## WHAT THIS EXERCISE ASKS
1 > In the forum thread about sharing child costs with a non-resident parent, why does one poster say such parents should also pay toward household expenses like accommodation? Answer in one to three sentences.
2 > In the forum thread about sharing child costs, how old is the child who has awful colic?

## SOURCE PASSAGE
-- Opening Marker --

Send him all the food to last the weekend along with a bill for half of EVERYTHING else you buy for dc. He'll soon see how good he has it
My dc is only 4 weeks and I've already lost count of the extras I've had to nip out for - tho he does have awful colic so I'm. Working my way through all thr possible things to help (dr browns bottle/infacol/colief etc)
I'm not surprised he's exDP rather than DP - knobhead!
And don't forget a bill for half the difference between a single person's accommodation and a family home!
And half the gas, electric etc that an extra person uses.
and half the water that an extra person uses
Such arseholes forget these things. When they moan about paying towards shoes and act like a fiver a week is paying for you to live in the lap of luxury, they forget the household expenses. If you are alone, you can live in a one bed flat, or a bedsit. When you have children - costs more. Where's their half of THAT stuff?!
Makes me so mad.
The day a non res parent pays half the actual cost of each human being they helped to create - I will streak through the offices of the CSA with a rose up my arse, run up to the manager, remove said rose and present it to them.
Haven't read the whole thread, but when xp and I split, DD was a baby. XP expected me to provide everything DD needed when she went to xp's and I duly packed nappies, wipes, nappy bags, nappy cream, all food, bibs, changes of clothes, toys, pushchair, bouncy chair, changing mat, milk, dummies, and calpol when DD was old enough. in case she needed it.

-- Closing Marker --

## DATA TO EXAMINE

-- Opening Marker --

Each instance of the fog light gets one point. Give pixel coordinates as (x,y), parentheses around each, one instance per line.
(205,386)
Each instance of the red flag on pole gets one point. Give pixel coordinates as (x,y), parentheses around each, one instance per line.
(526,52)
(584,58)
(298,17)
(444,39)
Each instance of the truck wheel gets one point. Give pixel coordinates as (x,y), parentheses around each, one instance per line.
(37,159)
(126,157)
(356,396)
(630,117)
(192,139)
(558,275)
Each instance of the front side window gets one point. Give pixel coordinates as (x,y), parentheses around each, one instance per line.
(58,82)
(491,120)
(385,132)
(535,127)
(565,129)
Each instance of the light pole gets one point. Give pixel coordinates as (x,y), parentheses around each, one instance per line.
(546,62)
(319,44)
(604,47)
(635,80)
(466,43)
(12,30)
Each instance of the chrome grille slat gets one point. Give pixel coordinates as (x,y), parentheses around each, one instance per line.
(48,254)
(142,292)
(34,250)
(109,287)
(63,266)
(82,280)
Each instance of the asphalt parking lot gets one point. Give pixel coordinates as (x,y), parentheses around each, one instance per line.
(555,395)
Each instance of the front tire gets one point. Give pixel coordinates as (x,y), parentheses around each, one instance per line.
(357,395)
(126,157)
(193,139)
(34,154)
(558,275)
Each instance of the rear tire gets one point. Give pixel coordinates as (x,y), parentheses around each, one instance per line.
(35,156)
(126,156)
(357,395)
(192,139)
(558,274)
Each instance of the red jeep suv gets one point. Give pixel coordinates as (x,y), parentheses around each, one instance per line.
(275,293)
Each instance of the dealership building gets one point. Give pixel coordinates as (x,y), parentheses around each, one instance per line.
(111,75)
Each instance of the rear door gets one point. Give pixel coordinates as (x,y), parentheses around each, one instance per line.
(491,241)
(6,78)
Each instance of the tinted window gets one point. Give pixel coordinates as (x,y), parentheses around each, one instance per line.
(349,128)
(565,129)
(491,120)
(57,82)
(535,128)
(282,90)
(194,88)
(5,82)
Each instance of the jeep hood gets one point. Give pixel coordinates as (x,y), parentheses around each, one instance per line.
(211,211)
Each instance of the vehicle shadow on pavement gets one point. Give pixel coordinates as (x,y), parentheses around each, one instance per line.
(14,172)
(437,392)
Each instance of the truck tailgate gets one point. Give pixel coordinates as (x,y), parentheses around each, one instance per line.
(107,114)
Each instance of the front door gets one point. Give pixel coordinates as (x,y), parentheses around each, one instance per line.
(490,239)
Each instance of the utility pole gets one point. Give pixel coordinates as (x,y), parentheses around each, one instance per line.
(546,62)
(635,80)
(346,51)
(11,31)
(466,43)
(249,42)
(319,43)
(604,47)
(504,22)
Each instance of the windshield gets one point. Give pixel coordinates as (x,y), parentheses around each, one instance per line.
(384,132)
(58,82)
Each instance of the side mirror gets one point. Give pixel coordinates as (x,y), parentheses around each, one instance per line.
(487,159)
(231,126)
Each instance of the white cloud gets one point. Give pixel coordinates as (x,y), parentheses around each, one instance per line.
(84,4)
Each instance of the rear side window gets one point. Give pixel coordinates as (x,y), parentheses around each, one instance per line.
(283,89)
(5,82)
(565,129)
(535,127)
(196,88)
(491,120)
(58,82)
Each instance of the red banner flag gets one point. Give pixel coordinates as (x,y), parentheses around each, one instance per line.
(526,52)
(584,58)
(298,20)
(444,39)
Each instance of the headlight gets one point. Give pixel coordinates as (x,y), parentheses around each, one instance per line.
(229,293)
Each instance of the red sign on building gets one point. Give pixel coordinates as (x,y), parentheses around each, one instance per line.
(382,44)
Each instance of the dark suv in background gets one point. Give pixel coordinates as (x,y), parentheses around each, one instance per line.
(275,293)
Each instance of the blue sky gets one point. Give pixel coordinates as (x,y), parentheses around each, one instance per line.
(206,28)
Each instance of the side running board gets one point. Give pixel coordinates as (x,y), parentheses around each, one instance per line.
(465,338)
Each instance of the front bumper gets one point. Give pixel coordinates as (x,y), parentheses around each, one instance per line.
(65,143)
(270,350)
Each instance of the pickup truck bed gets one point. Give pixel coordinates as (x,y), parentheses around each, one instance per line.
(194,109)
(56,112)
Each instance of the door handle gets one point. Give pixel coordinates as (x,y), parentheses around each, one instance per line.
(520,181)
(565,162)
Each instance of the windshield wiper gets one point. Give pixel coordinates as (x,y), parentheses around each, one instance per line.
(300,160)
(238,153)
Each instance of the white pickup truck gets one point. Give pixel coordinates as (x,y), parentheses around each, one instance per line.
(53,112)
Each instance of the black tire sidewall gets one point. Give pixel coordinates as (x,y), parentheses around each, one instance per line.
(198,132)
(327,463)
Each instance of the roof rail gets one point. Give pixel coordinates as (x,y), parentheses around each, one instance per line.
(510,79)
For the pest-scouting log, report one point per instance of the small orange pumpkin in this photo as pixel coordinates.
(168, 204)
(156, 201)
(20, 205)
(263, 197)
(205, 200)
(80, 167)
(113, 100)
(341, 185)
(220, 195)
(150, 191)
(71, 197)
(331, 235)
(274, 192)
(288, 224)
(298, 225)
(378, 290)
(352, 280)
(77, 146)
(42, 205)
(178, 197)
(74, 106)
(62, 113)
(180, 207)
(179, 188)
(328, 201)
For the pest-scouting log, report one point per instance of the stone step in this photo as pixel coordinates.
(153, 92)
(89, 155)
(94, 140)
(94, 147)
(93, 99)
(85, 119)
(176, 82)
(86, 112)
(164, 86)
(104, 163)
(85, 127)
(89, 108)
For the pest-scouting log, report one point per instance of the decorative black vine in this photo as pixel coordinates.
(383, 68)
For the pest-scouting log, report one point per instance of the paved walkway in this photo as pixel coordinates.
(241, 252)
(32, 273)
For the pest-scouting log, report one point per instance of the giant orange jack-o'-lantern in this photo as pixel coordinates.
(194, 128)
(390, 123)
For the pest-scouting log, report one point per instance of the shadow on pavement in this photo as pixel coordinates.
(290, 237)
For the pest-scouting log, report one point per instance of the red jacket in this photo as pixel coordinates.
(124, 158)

-- Closing Marker --

## SOLUTIONS BELOW
1 > A person living alone can get by in a one-bed flat or a bedsit, but having children costs more. Non-resident parents who complain about paying toward things like shoes forget these extra household costs.

2 > Four weeks old.